> [Document extract]
-.-.-

In October 2017, Sweeney was nominated by President Donald Trump as assistant secretary for Indian affairs. The Senate Committee on Indian Affairs unanimously recommended a full vote in the Senate, and she was unanimously confirmed in June 2018. During her confirmation hearing, she pledged to recuse herself from issues involving the Arctic Slope Regional Corporation. She is the first Alaska Native and second woman to oversee the Bureau of Indian Affairs.

As assistant secretary, she faced calls for her resignation during the COVID-19 crisis. She had proposed that federal stimulus funds earmarked for tribal governments should also be available to the for-profit Alaska Native-owned corporations. On April 28, 2020 a federal district court blocked the inclusion of Alaska Native-owned corporations from receiving federal stimulus money earmarked for tribal governments. The Supreme Court heard the case on appeal. In June 2021, it reversed the lower court's decision, ruling that the 12 Alaska Native Regional Corporations were eligible for the CARES Act funding along with the tribes.

-.-.-

> [Data to examine]
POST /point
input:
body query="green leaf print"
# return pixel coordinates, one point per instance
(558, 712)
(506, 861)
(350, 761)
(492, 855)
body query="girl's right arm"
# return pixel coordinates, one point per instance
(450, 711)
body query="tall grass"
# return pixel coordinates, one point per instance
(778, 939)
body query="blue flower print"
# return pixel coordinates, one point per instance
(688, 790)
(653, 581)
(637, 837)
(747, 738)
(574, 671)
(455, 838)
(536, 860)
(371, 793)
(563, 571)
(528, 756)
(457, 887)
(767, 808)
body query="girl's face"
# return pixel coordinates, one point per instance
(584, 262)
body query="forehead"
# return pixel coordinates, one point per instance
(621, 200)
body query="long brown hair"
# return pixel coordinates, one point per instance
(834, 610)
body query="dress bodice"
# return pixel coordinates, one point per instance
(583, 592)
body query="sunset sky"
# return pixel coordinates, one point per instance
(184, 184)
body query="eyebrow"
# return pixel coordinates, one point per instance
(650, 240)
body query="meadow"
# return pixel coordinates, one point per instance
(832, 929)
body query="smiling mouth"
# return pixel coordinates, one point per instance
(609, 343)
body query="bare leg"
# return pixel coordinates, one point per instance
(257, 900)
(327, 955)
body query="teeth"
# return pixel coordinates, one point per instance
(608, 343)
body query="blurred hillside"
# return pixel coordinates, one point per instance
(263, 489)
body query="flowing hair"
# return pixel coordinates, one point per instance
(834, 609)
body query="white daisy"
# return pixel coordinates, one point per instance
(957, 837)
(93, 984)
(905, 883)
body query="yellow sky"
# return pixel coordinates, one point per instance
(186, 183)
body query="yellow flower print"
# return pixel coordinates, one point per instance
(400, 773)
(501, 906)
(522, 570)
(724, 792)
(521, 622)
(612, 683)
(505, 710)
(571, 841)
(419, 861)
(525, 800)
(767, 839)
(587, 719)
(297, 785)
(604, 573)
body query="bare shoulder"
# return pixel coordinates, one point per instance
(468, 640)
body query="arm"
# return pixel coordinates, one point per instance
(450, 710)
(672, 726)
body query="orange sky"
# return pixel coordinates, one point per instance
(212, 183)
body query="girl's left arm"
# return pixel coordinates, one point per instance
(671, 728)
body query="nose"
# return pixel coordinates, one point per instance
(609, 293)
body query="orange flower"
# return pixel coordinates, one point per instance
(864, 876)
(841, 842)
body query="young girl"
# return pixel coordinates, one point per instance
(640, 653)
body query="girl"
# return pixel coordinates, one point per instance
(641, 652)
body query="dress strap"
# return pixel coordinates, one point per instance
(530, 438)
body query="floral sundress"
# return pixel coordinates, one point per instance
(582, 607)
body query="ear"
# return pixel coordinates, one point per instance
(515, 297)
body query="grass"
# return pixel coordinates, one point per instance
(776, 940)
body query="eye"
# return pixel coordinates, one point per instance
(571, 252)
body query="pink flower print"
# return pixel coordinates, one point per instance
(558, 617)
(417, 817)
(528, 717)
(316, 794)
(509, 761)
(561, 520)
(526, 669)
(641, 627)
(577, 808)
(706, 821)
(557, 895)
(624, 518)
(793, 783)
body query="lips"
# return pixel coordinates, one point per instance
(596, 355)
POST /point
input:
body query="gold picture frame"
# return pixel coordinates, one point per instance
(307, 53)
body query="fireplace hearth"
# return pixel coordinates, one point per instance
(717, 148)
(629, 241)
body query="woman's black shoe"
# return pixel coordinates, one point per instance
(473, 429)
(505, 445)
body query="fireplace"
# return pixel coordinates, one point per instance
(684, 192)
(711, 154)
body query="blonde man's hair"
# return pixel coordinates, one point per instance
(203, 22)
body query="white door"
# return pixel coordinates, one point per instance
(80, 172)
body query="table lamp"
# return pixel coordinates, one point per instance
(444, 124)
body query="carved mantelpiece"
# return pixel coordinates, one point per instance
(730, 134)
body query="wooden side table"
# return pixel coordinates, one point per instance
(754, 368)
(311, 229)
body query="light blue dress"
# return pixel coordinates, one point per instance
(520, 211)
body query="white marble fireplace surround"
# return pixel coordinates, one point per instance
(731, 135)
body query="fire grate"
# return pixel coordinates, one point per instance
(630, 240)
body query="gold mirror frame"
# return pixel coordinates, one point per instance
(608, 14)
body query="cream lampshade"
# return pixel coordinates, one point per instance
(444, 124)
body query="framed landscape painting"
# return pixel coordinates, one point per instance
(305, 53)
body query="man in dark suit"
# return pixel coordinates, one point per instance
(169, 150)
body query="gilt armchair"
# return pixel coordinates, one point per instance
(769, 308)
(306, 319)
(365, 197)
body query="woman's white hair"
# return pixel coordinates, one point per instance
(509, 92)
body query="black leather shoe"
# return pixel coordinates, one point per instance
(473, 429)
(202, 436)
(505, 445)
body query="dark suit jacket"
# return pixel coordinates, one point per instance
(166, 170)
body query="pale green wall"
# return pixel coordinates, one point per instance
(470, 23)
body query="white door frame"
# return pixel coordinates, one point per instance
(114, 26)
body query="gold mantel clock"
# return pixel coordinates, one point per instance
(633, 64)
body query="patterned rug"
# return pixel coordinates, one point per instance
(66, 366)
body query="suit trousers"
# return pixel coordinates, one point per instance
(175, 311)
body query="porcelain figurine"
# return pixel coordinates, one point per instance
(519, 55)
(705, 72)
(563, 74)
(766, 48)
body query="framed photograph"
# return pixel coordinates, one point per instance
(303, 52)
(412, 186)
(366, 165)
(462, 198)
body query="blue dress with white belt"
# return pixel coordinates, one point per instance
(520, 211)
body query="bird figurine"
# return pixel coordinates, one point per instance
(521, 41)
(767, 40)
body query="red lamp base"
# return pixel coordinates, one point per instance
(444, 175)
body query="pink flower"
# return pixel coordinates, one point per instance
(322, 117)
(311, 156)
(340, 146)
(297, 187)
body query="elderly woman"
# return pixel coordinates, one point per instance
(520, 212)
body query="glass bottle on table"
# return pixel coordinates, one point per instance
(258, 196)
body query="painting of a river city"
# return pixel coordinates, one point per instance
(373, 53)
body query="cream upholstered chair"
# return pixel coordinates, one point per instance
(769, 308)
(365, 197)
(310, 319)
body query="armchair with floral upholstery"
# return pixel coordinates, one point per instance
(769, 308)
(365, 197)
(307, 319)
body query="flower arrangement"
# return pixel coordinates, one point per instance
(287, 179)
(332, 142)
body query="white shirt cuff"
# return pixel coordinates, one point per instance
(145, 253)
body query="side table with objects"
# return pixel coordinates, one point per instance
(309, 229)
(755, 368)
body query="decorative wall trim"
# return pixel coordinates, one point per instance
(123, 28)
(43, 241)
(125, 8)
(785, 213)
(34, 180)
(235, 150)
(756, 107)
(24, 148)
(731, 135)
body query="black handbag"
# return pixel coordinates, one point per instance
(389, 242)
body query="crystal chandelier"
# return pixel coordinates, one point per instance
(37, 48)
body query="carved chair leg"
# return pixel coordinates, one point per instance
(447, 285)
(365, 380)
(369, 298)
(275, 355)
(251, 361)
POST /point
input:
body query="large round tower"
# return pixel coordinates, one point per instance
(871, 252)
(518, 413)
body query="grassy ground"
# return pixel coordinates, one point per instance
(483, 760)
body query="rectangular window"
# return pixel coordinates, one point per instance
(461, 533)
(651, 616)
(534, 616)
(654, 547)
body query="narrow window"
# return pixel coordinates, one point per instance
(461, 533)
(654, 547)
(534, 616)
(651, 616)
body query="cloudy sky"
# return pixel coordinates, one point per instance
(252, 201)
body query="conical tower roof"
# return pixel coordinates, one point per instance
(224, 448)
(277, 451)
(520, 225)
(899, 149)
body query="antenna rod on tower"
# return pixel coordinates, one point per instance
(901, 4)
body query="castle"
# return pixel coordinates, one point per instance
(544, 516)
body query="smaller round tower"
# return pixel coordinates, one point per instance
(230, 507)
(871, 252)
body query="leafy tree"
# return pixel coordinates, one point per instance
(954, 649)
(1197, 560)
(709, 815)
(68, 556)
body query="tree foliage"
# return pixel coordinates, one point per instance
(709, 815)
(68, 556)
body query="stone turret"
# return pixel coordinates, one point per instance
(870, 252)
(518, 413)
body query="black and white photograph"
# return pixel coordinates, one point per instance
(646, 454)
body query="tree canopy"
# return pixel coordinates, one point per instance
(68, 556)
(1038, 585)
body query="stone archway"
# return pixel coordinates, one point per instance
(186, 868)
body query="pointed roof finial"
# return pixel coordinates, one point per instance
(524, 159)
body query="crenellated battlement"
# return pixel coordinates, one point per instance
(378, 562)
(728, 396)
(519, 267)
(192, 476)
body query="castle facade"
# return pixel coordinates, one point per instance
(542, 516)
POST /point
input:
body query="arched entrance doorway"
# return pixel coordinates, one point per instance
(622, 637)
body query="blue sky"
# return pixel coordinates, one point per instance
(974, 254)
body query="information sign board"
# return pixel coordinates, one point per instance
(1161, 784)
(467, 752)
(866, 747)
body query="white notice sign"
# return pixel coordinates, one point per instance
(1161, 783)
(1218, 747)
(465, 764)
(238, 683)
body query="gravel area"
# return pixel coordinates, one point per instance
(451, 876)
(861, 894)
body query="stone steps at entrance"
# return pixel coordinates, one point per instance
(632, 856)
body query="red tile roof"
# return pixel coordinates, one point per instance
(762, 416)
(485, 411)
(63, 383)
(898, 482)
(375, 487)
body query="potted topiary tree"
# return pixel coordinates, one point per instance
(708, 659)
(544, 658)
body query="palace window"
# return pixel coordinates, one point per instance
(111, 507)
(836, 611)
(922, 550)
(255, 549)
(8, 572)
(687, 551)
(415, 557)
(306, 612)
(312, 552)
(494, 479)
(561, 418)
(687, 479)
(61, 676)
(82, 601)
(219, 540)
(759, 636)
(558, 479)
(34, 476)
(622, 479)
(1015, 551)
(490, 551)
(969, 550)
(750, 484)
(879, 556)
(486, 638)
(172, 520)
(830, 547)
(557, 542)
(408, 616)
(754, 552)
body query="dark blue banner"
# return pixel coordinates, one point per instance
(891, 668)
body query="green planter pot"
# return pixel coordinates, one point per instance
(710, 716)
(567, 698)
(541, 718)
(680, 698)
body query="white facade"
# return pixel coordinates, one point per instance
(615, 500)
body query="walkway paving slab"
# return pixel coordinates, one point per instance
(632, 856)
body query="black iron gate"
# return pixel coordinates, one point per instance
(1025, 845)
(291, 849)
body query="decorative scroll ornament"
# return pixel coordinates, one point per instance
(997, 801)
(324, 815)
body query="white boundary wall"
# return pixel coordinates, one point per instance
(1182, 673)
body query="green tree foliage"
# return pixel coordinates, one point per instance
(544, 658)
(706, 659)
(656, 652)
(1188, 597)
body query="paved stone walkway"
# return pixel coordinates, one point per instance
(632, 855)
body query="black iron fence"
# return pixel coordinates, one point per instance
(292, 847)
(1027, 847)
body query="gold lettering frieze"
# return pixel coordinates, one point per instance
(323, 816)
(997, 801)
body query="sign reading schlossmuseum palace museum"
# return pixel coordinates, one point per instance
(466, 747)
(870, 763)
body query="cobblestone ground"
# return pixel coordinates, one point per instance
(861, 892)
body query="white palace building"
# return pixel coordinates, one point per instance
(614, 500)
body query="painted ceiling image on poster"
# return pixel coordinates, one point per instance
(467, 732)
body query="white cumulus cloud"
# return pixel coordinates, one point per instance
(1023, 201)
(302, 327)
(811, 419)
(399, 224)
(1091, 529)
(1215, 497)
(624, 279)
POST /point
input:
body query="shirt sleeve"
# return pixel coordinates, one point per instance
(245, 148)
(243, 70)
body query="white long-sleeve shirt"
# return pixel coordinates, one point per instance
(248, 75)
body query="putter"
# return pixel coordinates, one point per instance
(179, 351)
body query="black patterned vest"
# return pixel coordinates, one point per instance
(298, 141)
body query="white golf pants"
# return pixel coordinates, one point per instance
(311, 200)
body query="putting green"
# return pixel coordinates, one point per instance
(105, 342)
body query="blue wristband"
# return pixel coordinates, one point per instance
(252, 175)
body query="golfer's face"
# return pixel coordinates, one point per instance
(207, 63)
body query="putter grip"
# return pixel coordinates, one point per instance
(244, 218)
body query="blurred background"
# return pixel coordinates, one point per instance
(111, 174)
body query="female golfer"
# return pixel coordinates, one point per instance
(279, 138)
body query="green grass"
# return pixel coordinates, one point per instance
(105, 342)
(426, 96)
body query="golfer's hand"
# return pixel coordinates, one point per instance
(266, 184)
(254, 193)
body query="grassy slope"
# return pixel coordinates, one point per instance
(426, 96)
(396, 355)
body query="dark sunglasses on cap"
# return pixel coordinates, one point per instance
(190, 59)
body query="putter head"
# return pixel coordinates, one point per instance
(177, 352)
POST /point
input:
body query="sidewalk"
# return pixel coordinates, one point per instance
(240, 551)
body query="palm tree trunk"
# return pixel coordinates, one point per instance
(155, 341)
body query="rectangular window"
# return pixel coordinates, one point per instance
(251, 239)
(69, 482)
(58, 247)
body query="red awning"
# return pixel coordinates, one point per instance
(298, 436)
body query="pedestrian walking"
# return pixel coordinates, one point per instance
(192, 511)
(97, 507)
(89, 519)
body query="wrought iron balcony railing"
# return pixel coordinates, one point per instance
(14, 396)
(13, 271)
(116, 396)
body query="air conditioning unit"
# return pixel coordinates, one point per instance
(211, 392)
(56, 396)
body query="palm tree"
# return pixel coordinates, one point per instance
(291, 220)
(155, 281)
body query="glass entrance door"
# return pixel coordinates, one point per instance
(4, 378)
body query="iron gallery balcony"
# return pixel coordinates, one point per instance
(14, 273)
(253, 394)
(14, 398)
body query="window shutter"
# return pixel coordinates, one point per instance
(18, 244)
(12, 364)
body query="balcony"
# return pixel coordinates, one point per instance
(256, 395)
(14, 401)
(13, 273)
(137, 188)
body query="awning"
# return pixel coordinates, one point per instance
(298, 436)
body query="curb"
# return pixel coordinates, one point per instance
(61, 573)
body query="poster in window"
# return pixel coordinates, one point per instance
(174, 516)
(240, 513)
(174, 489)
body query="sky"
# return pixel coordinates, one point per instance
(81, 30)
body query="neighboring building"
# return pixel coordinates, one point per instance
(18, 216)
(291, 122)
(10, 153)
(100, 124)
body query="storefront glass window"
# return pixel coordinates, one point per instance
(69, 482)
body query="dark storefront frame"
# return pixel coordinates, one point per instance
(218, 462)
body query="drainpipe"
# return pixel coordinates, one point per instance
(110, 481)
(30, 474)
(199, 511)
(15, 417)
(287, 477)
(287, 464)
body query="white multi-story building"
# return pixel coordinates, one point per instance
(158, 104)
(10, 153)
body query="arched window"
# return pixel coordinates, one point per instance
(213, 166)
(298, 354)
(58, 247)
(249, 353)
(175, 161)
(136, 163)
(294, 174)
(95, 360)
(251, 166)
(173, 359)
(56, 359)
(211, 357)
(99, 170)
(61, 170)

-.-.-

> [Tasks to complete]
1. Update the passage about Sweeney, starting with "In October 2017, Sweeney" and going on through "of Indian Affairs.", so that "unanimously" reads "without dissent" instead.
2. According to the passage about Sweeney, on what date did a federal district court block Alaska Native-owned corporations from receiving the stimulus money earmarked for tribal governments?

> [Task-by-task results]
1.
In October 2017, Sweeney was nominated by President Donald Trump as assistant secretary for Indian affairs. The Senate Committee on Indian Affairs without dissent recommended a full vote in the Senate, and she was without dissent confirmed in June 2018. During her confirmation hearing, she pledged to recuse herself from issues involving the Arctic Slope Regional Corporation. She is the first Alaska Native and second woman to oversee the Bureau of Indian Affairs.

2. April 28, 2020